## WHAT YOU WILL DO
Recast the lines below as a two-column CSV with the headers "request" and "answer", giving one row per request with its full text and its answer (every bounding box listed under it). Put each field in double quotes, turn any line breaks into spaces, and leave the pictures out.

Items from a dataset
··········

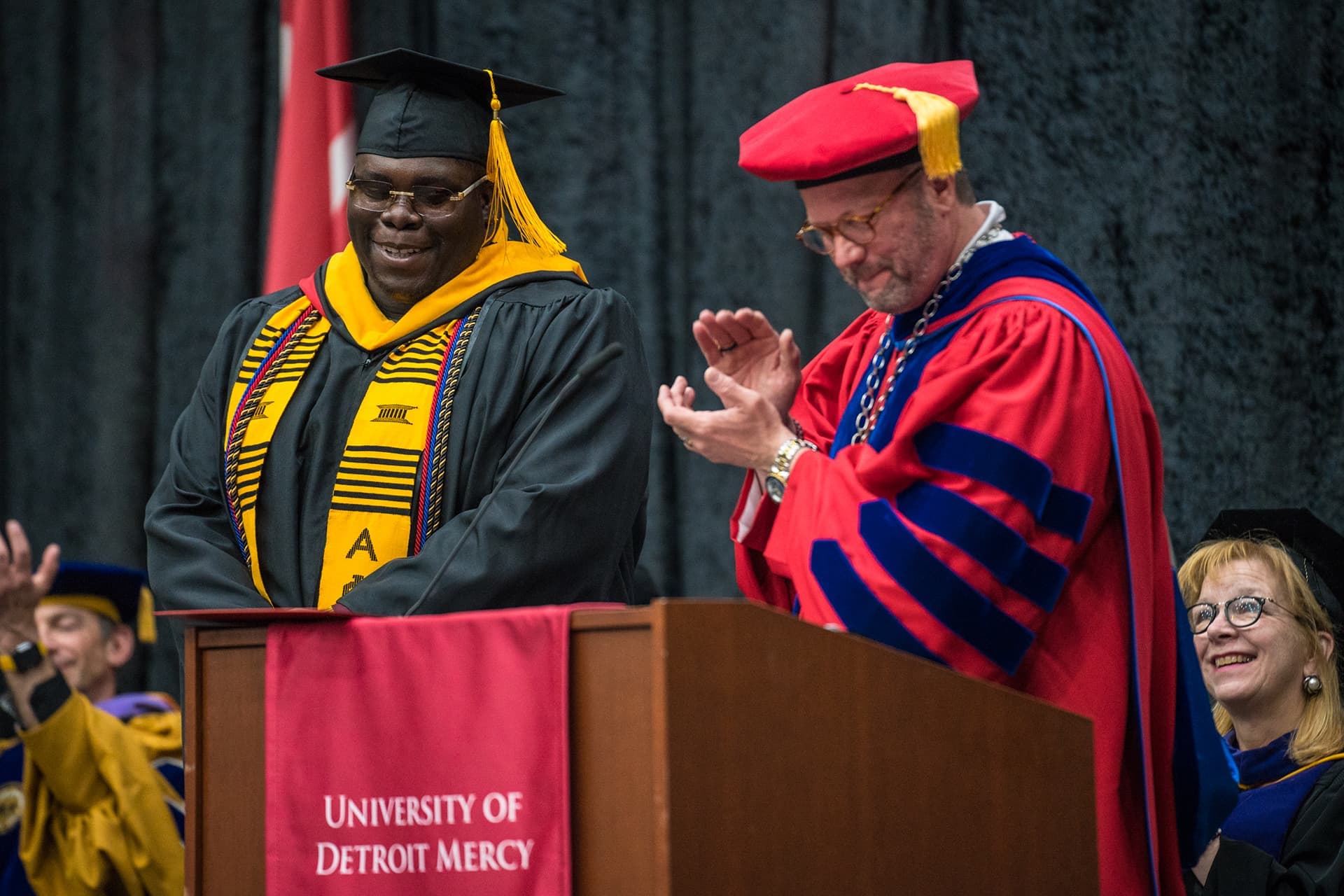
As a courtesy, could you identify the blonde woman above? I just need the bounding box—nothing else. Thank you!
[1179,539,1344,896]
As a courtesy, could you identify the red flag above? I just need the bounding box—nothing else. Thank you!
[262,0,355,293]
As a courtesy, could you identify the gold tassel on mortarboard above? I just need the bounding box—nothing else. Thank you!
[855,83,961,180]
[136,587,159,643]
[482,69,564,255]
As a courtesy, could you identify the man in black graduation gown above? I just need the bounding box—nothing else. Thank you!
[145,50,652,615]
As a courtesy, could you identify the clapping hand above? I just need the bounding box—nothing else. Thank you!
[659,307,802,470]
[691,307,802,419]
[0,520,60,653]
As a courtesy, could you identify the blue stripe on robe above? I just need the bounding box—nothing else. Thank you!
[859,501,1036,676]
[811,539,948,665]
[897,482,1068,612]
[916,423,1093,542]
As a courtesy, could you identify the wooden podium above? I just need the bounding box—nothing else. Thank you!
[186,601,1098,896]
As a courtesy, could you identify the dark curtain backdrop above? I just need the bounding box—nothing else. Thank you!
[0,0,1344,687]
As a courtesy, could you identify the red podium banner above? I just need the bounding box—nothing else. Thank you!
[266,607,573,896]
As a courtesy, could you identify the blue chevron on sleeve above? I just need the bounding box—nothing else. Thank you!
[916,423,1093,542]
[811,539,948,665]
[897,482,1068,612]
[153,757,187,838]
[859,501,1036,676]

··········

## IN RESPONSE
request,answer
"As a courtesy, could you identify the blonde woman above? I just need the bounding box—nothing else. Thank you!","[1179,539,1344,896]"
"As a courtesy, could you identify the red flag above? I just need the bounding box—nothing else. Thank you!","[262,0,355,293]"
"As a courtesy, could you identify the gold tassel on mortarboard above? I just need the bounding box—nothing else. Thank you!","[855,83,961,180] [136,587,159,643] [482,69,564,255]"
"As a courtesy, could you identify the man in black graduation gown above? I just need the bounding box—nothing else. Thank you!","[145,50,652,615]"
"As a courtesy, could you identify the clapping hand above? I just need the bounding box—nothing else. Thank you!","[659,307,802,470] [691,307,802,419] [0,520,60,653]"
"As a courtesy, could you identify the blue stripe on robe above? I just need the bounding box—nothing else. Thank you!","[859,501,1036,676] [811,539,948,665] [897,482,1068,612] [916,423,1093,542]"
"As a courtesy, could you identify the wooden podium above? I just need the bounding box—nothing else. Thank you!","[186,601,1098,896]"
"As a courtesy, could you identify the dark curtain backdrop above? I just need the bounding box—nothing else. Thank you!","[0,0,1344,687]"
"As a courtesy, could you identify the red podium banner above? I just need the bounding box—nothing else. Thank you!","[266,607,573,896]"
"As a courtesy, could you identify the blue chevron on sleeve above? I just need the bounding box—nothing else. Thank you!","[916,423,1093,542] [811,539,948,665] [897,482,1068,612] [153,757,187,838] [859,501,1036,676]"